_Exercise details_
Exactly and only the lines from the one containing "segment the man's eye" through the close of the entries below are to be set down.

>> start Provided data

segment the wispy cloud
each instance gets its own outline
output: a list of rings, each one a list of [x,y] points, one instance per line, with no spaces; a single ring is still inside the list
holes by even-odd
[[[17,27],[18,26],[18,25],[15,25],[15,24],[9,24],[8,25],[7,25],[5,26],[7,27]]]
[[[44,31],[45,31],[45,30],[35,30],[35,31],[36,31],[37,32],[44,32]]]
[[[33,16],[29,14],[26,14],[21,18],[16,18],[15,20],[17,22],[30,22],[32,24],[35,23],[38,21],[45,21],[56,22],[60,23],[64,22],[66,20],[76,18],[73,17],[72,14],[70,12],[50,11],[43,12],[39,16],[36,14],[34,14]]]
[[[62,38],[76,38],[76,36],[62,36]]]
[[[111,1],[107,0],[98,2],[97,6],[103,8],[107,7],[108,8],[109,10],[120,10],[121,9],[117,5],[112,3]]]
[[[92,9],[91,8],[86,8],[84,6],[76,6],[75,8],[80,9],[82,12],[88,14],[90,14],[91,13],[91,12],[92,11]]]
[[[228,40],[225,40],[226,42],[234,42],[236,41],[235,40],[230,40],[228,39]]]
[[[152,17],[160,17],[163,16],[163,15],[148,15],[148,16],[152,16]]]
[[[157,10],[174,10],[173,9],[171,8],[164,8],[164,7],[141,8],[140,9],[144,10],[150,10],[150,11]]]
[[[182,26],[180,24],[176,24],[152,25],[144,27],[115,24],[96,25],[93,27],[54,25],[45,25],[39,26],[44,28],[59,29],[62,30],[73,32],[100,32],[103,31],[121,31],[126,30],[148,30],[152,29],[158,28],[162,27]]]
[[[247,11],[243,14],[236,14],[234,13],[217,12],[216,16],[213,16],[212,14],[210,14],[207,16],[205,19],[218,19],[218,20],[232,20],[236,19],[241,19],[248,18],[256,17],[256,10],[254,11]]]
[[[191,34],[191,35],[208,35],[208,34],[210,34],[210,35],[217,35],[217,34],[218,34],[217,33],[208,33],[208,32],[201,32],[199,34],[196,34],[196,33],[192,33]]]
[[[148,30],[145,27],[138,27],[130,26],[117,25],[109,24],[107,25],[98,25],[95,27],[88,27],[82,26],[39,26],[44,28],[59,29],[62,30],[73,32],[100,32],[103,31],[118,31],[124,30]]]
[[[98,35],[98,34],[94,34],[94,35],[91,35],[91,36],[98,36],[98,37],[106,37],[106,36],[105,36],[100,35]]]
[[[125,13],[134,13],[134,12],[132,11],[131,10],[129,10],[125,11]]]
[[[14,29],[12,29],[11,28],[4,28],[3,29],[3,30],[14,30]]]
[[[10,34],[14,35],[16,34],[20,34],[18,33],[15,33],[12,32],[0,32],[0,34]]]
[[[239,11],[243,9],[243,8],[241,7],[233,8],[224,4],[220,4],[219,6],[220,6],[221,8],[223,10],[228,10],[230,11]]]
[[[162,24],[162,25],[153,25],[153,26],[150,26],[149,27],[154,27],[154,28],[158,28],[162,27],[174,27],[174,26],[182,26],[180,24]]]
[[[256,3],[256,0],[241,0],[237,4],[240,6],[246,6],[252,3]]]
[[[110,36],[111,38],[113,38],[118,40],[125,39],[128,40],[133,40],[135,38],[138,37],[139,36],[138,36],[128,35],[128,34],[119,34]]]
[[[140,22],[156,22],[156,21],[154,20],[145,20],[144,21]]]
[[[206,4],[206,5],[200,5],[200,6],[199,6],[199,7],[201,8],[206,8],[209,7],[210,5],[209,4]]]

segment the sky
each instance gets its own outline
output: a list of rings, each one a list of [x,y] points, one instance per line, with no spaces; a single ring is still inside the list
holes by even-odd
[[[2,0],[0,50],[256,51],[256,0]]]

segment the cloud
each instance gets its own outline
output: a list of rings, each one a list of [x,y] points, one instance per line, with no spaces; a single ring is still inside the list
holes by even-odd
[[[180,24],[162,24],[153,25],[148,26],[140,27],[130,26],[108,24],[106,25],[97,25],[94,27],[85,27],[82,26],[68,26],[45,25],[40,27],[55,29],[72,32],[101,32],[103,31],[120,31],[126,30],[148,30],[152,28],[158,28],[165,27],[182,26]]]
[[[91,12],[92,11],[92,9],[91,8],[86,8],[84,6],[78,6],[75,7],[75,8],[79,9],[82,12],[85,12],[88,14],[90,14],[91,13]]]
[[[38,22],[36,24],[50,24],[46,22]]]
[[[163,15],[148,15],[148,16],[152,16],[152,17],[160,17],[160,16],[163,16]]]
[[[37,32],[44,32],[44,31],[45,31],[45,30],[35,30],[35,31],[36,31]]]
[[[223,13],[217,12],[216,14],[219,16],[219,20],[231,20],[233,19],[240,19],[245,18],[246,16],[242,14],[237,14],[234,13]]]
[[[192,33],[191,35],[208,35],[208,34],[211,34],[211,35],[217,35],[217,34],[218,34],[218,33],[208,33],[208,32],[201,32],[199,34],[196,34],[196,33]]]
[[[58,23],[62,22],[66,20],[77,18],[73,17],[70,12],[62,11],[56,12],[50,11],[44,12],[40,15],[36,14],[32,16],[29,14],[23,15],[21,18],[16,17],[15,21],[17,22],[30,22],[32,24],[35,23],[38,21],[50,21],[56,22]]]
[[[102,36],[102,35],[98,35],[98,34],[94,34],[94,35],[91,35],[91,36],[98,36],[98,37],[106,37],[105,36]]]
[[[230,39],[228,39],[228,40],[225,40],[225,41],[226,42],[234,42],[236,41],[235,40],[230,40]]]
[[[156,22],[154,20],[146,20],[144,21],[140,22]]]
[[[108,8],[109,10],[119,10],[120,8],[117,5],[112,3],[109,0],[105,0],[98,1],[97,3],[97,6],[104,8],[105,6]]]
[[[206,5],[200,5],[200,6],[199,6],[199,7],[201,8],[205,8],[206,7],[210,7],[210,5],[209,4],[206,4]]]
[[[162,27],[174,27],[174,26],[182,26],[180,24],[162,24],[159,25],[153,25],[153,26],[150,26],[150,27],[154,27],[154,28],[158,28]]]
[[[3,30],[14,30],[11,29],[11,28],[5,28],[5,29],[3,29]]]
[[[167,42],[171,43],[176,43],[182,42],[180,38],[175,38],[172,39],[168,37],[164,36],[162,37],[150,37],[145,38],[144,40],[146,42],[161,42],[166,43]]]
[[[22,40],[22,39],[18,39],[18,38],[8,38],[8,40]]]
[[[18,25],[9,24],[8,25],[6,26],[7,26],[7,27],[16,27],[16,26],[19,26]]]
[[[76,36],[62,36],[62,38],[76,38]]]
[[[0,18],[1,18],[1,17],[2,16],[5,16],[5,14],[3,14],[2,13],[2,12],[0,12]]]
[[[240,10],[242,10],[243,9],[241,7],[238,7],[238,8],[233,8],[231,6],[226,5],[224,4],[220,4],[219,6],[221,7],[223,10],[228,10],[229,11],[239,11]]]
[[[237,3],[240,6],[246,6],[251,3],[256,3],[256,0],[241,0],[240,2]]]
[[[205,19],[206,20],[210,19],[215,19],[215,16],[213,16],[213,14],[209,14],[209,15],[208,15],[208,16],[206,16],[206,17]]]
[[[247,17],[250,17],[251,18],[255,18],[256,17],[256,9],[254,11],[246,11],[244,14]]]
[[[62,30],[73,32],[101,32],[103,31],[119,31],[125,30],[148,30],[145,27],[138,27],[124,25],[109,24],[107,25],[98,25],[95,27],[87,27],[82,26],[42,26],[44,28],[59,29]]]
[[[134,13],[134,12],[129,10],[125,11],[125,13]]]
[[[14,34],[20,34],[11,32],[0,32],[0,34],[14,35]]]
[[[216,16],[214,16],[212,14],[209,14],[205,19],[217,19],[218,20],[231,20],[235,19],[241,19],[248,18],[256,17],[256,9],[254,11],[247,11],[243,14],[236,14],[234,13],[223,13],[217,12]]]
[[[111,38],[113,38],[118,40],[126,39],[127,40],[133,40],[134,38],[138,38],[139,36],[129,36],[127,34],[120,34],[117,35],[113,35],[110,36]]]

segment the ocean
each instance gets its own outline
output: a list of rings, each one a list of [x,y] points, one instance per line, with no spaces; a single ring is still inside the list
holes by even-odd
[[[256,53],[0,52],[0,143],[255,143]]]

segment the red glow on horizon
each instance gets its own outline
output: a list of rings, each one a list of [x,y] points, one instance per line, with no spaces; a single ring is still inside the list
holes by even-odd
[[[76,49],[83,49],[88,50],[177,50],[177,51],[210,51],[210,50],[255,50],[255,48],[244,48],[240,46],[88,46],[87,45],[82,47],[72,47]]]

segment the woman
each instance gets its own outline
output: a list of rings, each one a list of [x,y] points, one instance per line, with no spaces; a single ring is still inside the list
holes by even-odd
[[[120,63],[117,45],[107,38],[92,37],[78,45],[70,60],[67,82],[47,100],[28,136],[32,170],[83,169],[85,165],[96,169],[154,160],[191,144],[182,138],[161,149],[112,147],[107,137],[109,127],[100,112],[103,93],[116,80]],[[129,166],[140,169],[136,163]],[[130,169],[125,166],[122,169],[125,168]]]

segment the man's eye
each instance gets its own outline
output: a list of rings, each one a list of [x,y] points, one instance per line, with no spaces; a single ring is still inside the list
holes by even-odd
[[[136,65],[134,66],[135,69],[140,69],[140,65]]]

>> end Provided data

_Reply to the exercise_
segment the man's eye
each instance gets its own outline
output: a list of rings, each one a list of [x,y] points, one instance per line, with no spaces; a single ring is still inside the list
holes by even-odd
[[[136,65],[134,66],[135,69],[140,69],[140,65]]]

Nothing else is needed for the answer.